Lay out every one of the records below as a two-column CSV with the headers input and output, one row per record. Put each record's text and its answer in one quoted field each, with line breaks turned into spaces, and leave the pictures out.

Point annotation records:
[Start]

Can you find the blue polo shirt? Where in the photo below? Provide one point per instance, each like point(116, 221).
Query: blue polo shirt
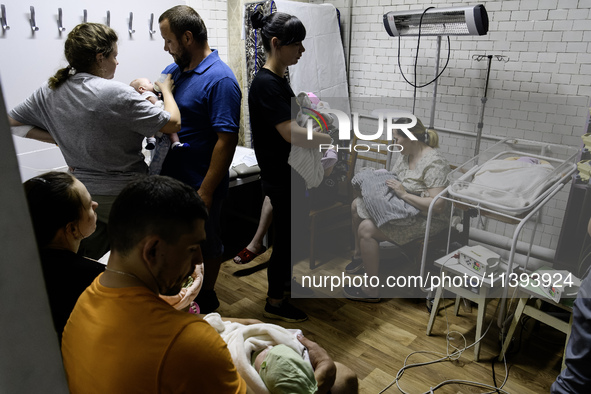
point(209, 100)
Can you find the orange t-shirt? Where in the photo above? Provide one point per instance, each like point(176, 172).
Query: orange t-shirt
point(128, 340)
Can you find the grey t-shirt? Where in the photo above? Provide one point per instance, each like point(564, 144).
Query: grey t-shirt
point(99, 125)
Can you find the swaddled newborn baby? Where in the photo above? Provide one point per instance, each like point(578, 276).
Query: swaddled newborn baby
point(283, 370)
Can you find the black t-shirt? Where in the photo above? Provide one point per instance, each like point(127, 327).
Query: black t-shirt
point(270, 103)
point(66, 276)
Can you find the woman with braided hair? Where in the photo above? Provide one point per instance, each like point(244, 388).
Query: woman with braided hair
point(97, 123)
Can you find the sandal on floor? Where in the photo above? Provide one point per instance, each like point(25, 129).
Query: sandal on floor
point(246, 256)
point(357, 294)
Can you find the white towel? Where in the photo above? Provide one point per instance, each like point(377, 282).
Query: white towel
point(307, 163)
point(509, 183)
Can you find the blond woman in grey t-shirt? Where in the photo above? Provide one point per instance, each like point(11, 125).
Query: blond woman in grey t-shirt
point(98, 123)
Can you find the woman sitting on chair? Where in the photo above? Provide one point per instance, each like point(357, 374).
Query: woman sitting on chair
point(422, 173)
point(63, 214)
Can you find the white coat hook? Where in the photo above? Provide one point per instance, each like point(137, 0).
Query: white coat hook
point(60, 25)
point(3, 18)
point(152, 31)
point(130, 30)
point(34, 27)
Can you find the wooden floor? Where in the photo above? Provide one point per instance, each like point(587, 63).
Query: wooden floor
point(375, 339)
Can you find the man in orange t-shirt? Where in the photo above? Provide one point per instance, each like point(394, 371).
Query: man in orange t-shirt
point(121, 337)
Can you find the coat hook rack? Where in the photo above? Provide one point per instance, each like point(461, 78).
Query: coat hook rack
point(34, 27)
point(152, 31)
point(130, 30)
point(60, 25)
point(3, 18)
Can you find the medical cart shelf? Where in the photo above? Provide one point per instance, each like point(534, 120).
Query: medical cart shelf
point(515, 217)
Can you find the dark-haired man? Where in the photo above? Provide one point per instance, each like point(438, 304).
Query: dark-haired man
point(121, 336)
point(208, 96)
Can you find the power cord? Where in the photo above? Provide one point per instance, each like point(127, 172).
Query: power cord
point(456, 354)
point(415, 85)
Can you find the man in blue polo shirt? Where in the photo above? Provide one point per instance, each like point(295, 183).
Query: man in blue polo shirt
point(208, 97)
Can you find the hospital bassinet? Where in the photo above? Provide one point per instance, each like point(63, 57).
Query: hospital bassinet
point(515, 174)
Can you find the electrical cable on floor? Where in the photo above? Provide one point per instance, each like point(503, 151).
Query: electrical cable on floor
point(456, 354)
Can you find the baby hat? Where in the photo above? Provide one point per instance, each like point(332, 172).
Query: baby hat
point(285, 371)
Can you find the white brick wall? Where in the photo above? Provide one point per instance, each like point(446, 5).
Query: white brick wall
point(215, 16)
point(548, 44)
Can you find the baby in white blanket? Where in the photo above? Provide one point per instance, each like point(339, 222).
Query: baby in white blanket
point(247, 342)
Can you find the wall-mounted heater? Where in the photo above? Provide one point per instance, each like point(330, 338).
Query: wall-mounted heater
point(454, 21)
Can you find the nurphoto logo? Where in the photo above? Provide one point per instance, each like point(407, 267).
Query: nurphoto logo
point(345, 128)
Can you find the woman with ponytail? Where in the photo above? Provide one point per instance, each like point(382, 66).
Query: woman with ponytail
point(98, 123)
point(274, 131)
point(63, 214)
point(422, 174)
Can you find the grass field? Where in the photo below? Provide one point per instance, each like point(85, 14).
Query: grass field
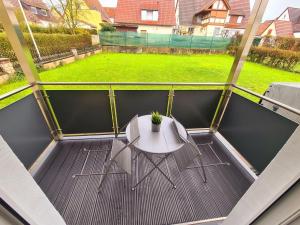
point(158, 68)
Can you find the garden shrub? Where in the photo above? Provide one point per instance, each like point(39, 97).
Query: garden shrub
point(48, 44)
point(278, 58)
point(284, 43)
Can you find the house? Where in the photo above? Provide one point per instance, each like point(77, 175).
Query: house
point(111, 12)
point(286, 25)
point(96, 5)
point(151, 16)
point(36, 12)
point(89, 14)
point(212, 17)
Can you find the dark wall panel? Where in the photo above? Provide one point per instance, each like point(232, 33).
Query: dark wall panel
point(83, 111)
point(130, 103)
point(195, 109)
point(256, 132)
point(24, 129)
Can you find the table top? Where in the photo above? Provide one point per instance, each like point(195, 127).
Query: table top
point(161, 142)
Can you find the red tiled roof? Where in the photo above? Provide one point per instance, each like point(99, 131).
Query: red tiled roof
point(284, 28)
point(111, 11)
point(129, 12)
point(96, 5)
point(240, 8)
point(36, 3)
point(208, 3)
point(263, 26)
point(188, 9)
point(294, 14)
point(35, 18)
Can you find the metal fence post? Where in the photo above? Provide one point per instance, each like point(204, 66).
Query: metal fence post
point(211, 42)
point(147, 40)
point(191, 41)
point(170, 101)
point(125, 38)
point(169, 40)
point(16, 38)
point(242, 52)
point(113, 109)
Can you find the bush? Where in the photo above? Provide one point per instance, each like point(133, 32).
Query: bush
point(55, 29)
point(278, 58)
point(48, 44)
point(284, 43)
point(107, 27)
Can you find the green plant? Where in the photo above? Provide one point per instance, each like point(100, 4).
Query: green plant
point(107, 27)
point(277, 58)
point(156, 118)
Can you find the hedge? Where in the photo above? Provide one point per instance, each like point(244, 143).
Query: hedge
point(278, 58)
point(284, 43)
point(274, 57)
point(48, 44)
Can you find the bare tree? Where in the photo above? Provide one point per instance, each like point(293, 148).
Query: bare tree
point(68, 11)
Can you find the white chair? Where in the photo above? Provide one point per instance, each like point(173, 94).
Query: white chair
point(185, 156)
point(119, 154)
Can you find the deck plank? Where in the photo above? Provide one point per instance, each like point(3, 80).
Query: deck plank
point(153, 202)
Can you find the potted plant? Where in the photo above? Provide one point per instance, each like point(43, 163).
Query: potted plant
point(156, 121)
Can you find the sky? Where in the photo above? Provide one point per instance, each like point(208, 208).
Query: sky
point(274, 9)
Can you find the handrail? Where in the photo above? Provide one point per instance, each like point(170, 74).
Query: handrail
point(282, 105)
point(134, 83)
point(15, 91)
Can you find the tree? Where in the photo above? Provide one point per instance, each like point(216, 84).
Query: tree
point(68, 11)
point(107, 27)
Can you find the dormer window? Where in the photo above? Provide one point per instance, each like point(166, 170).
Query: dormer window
point(34, 10)
point(239, 20)
point(219, 5)
point(150, 15)
point(44, 12)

[End]

**Solution:**
input,output
"Can you find the blue polo shirt? Where in the photo below? Provide one point per instance, each like point(116, 221). Query: blue polo shirt","point(209, 100)"
"Can you find the orange t-shirt? Where in the photo above? Provide one point per instance, each like point(176, 172). Query: orange t-shirt","point(128, 340)"
"Can you find the grey t-shirt? Where in the photo above? Provide one point per instance, each like point(564, 144). Query: grey t-shirt","point(99, 125)"
"Can you find the swaddled newborn baby? Where in the photo above? Provide one point per instance, each like point(578, 276). Query: swaddled newborn baby","point(283, 370)"
"Can you find the black t-shirt? Where in the photo above? Provide one point per instance, each like point(127, 327). Query: black t-shirt","point(270, 103) point(66, 276)"
"Can you find the woman with braided hair? Where in the photo above? Provide one point per instance, each like point(244, 388). Query: woman with braided hair","point(97, 123)"
"Can you find the sandal on floor? Where in the photo above? Provide one point per instance, each like point(25, 129). Query: sandal on floor","point(246, 256) point(357, 294)"
"Can you find the white towel? Where in the photo above? Provide one point per instance, each like point(377, 282). Query: white towel","point(307, 163) point(509, 183)"
"Can you find the blond woman in grey t-shirt? Where in the photo above? Provide one point per instance, each like point(11, 125). Query: blond woman in grey t-shirt","point(98, 123)"
"Can you find the woman sitting on chair? Where in the photo above? Provide one point per instance, each like point(357, 374). Query: woman sitting on chair","point(422, 173) point(63, 214)"
"Can you find the white coat hook? Where in the photo above? Provide one point per instance, each like point(137, 0). Query: white coat hook","point(60, 25) point(3, 18) point(152, 31) point(130, 30) point(34, 27)"
"Can you find the wooden floor? Where in the photo above? Provide one point per instance, each like point(587, 63). Query: wooden floor","point(375, 339)"
"Can you find the man in orange t-shirt? Where in the photo above? Provide one point per instance, each like point(394, 371). Query: man in orange t-shirt","point(121, 337)"
"Can you find the coat hook rack? Where in the photo above? Provide one point per instance, each like point(461, 78). Query: coat hook rack","point(34, 27) point(152, 31) point(130, 30) point(60, 25) point(3, 18)"
"Can you find the medical cart shelf? Where in the photo above? Provide one point per instance, each like point(534, 120). Query: medical cart shelf","point(515, 217)"
"Can you find the dark-haired man? Where in the photo above? Provide one point per instance, each like point(438, 304). Query: dark-haired man","point(121, 336) point(208, 96)"
"Can you find the power cord? Where in the photo above? Provide one point per instance, each like point(127, 172). Query: power cord","point(456, 354) point(415, 85)"
"Can you find the man in blue polo shirt? Where in the photo above? Provide one point per instance, each like point(295, 183). Query: man in blue polo shirt","point(208, 97)"
"Can you find the hospital bassinet? Where in the photo above? Provide one point per instance, each like point(63, 57). Query: hospital bassinet","point(515, 174)"
"Can you find the electrical cable on floor? Where in the photo above? Provide one point per instance, each like point(503, 151). Query: electrical cable on floor","point(456, 354)"
"Can you find the baby hat? Where in the photo above? Provide one point per instance, each like point(332, 172). Query: baby hat","point(285, 371)"
"Can you find the white brick wall? Where in the photo above? Provide one point per instance, each like point(446, 5). Query: white brick wall","point(215, 16) point(548, 44)"
"Can you find the baby in white blanket? Where in the photo above? Provide one point per instance, each like point(339, 222). Query: baby in white blanket","point(247, 342)"
"Can you find the wall-mounted heater? Where in the photo above? Provide one point per instance, each like point(330, 338). Query: wall-mounted heater","point(454, 21)"
"Can you find the nurphoto logo? Where in the photo above? Provide one point per instance, each like point(407, 267). Query: nurphoto logo","point(345, 128)"
"Can you find the woman with ponytail? Where in the photo above? Provide one point per instance, each like point(382, 66). Query: woman with ponytail","point(98, 123) point(274, 131) point(63, 214) point(422, 174)"
"Can you find the grass field? Where in the photo below? Provide one point per instance, each like point(85, 14). Query: grass field","point(158, 68)"
"Can you find the garden shrub? Where in the photo above? Provide one point per instance, each like point(39, 97). Query: garden shrub","point(48, 44) point(278, 58) point(284, 43)"
"Can you find the house? Where in the photo above? Provide one point per instance, each like point(77, 175). Query: house","point(111, 12) point(286, 25) point(96, 5) point(151, 16) point(36, 12) point(89, 14) point(212, 17)"
"Can you find the dark wall panel? Where in the photo above? Provide one point per instance, each like point(232, 33). Query: dark wall panel","point(83, 111) point(130, 103) point(195, 109) point(256, 132) point(24, 129)"
"Can you find the table top? Where in the photo above? Provide one point per instance, each like point(195, 127). Query: table top","point(161, 142)"
"Can you find the red tiled roof? Where in the photo above? Provide one point per instance, each like point(99, 131). Query: red tiled roof","point(284, 28) point(111, 11) point(129, 12) point(96, 5) point(240, 8) point(36, 3) point(208, 3) point(263, 26) point(188, 9) point(294, 14) point(35, 18)"
"Can you find the metal fence post? Where in the photo above? Provide one point per instance, each like point(204, 66). Query: metal fence post","point(211, 42) point(147, 40) point(191, 41) point(170, 101) point(125, 38) point(169, 40) point(16, 38) point(242, 52) point(113, 109)"
"Can you find the bush? Where in the photo above? Provide one point per instance, each like point(133, 32). Query: bush","point(55, 29) point(278, 58) point(48, 44) point(284, 43) point(107, 27)"
"Can you find the green plant? Where in the photo above? Provide one point per instance, each like point(100, 4). Query: green plant","point(107, 27) point(277, 58) point(156, 118)"
"Can you find the hedge? Where in the photo above? Provide one point per instance, each like point(244, 143). Query: hedge","point(278, 58) point(284, 43) point(274, 57) point(48, 44)"
"Can you find the bare tree? Where in the photo above? Provide one point per instance, each like point(293, 148). Query: bare tree","point(68, 11)"
"Can you find the white chair? Where in the photo above? Provide one point per instance, each like point(173, 94). Query: white chair","point(185, 156) point(119, 154)"
"Can you find the deck plank? Where in the photo above? Provide one point per instance, each like point(3, 80). Query: deck plank","point(153, 202)"
"Can you find the potted plant? Where in the photo above? Provide one point per instance, each like point(43, 163). Query: potted plant","point(156, 121)"
"Can you find the sky? Where in the photo above? Provide one point per instance, each like point(208, 208). Query: sky","point(274, 9)"
"Can you find the handrail? Where in the photo above? Provide one point per instance, each like point(170, 74). Query: handrail","point(282, 105) point(134, 83) point(15, 91)"
"Can you find the tree? Where in the photo above? Provide one point per instance, each like point(216, 84). Query: tree","point(68, 11) point(107, 27)"
"Can you find the dormer window? Where in the photo above? Provide one point per instance, each like point(166, 170). Query: dormer window","point(34, 10) point(239, 20) point(219, 5) point(150, 15) point(44, 12)"